— START OF The input —
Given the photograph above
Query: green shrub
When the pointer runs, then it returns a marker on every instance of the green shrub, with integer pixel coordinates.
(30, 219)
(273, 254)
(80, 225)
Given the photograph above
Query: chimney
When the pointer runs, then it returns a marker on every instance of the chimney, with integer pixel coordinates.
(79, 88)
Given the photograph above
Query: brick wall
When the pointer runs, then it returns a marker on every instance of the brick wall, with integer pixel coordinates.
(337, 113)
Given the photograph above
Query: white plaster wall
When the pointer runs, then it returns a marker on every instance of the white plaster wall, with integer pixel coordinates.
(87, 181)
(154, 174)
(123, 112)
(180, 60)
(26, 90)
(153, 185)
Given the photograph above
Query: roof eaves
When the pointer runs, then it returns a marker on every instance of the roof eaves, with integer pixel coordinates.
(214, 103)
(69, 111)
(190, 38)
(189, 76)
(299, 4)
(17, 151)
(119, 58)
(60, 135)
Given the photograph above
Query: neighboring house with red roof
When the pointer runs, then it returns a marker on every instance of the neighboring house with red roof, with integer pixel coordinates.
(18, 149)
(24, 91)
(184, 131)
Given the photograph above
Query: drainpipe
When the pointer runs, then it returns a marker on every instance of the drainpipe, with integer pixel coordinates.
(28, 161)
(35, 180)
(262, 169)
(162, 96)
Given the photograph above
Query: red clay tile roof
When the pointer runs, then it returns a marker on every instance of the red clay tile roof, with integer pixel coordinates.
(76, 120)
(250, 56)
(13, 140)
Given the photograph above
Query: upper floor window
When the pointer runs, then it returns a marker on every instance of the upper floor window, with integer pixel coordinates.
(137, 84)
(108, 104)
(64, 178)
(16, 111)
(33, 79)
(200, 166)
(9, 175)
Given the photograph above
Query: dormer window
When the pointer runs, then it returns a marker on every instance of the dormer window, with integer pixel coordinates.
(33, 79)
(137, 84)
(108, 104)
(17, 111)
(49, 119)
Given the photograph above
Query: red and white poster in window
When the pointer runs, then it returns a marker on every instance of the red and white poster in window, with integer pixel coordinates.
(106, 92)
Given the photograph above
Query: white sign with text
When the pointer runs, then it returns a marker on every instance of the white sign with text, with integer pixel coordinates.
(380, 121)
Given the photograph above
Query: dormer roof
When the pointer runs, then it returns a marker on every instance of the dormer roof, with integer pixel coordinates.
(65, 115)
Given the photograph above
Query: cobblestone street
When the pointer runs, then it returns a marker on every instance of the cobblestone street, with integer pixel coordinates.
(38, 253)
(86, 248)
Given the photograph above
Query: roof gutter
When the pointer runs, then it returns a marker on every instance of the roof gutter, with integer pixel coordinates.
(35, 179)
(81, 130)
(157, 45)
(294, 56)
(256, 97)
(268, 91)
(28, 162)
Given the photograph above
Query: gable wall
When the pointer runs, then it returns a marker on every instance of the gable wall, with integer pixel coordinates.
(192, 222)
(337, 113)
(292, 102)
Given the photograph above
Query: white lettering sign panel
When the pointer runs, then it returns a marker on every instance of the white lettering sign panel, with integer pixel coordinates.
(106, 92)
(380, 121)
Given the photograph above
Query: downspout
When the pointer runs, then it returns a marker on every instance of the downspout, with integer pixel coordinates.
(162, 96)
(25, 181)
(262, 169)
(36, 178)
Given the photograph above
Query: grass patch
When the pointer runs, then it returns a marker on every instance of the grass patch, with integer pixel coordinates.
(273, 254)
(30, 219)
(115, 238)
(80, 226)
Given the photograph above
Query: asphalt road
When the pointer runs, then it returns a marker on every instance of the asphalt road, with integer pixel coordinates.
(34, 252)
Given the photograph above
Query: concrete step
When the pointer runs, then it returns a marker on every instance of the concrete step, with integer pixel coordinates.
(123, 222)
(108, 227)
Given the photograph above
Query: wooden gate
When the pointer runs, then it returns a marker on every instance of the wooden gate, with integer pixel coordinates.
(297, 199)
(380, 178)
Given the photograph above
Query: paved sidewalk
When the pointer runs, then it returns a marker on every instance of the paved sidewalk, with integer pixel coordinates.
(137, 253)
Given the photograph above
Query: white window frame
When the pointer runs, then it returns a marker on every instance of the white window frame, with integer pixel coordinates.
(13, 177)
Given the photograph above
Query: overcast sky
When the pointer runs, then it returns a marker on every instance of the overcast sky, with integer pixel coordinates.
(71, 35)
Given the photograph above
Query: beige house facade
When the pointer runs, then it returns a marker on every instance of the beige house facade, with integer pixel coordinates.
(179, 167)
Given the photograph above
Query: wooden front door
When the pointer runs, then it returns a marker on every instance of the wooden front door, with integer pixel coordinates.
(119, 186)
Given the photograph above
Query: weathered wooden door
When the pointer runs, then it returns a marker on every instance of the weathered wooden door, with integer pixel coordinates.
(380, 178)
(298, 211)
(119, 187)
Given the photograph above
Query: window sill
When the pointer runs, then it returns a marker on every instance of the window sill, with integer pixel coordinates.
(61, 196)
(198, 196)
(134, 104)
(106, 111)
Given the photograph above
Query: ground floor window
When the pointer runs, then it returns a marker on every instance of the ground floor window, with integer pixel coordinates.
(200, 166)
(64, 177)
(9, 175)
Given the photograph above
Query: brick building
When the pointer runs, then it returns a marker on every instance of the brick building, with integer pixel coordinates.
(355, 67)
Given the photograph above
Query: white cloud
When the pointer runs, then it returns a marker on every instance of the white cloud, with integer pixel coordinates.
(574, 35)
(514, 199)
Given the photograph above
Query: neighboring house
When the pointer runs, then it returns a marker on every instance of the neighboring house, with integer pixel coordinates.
— END OF The input —
Which lines of the data above contain the string "gable"? Pull out each of those lines word for word.

Query: gable wall
When the pointer runs, then it returns a marker on every instance of the gable wall, with integer pixel coordinates.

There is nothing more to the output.